Apprendre à lire, c’est apprendre à lire le monde. De cela Ruines bien rangées vient témoigner avec force. Hélène Cixous y arpente à nouveaux frais la ville d’Osnabrück qui fut celle de sa famille maternelle, juive allemande : « J’ai compris qu’Osnabrück est un livre que ma mère m’a laissé à lire et à écrire. » Non sans ambivalences, la ville de Basse-Saxe a peu ou prou accédé au statut de personnage principal depuis qu’Hélène Cixous s’y est « rendue » pour la toute première fois peu après la mort de sa mère centenaire, en 2015, comme elle le racontait dans Gare d’Osnabrück à Jérusalem.

DONNÉES DES TÂCHES:

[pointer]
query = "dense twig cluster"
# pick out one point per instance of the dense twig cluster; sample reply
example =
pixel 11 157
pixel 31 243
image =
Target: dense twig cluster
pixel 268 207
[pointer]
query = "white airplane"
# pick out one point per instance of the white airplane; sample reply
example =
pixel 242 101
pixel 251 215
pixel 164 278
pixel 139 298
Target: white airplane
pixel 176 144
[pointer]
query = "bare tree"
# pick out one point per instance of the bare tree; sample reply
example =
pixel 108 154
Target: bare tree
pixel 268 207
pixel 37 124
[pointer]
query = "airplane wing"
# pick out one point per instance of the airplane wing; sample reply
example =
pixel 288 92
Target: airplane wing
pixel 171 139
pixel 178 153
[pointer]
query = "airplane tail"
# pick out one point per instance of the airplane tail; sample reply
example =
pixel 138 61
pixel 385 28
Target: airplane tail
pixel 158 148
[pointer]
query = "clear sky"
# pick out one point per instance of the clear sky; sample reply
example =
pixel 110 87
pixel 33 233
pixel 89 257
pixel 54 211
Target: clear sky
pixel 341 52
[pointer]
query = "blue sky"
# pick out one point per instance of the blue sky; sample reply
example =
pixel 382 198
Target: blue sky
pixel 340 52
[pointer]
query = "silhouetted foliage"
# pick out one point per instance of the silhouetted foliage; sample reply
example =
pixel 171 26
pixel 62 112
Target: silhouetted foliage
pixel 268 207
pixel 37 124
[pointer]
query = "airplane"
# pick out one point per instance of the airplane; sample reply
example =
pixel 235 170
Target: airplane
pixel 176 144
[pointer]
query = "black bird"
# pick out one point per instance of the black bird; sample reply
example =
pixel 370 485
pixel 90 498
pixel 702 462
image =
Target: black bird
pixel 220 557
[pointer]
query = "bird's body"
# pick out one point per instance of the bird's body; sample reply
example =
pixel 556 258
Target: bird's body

CONSIGNES:
a - Citez en entier le texte sur Osnabrück, mot pour mot.
b - Trouvez dans les enregistrements chaque ligne contenant le mot « bird » et recopiez-la. Respectez la casse.

RÉPONSES PAR TÂCHE:
a -
Apprendre à lire, c’est apprendre à lire le monde. De cela Ruines bien rangées vient témoigner avec force. Hélène Cixous y arpente à nouveaux frais la ville d’Osnabrück qui fut celle de sa famille maternelle, juive allemande : « J’ai compris qu’Osnabrück est un livre que ma mère m’a laissé à lire et à écrire. » Non sans ambivalences, la ville de Basse-Saxe a peu ou prou accédé au statut de personnage principal depuis qu’Hélène Cixous s’y est « rendue » pour la toute première fois peu après la mort de sa mère centenaire, en 2015, comme elle le racontait dans Gare d’Osnabrück à Jérusalem.

b -
query = "black bird"
# pick out one point per instance of the black bird; sample reply
Target: black bird
query = "bird's body"
# pick out one point per instance of the bird's body; sample reply
Target: bird's body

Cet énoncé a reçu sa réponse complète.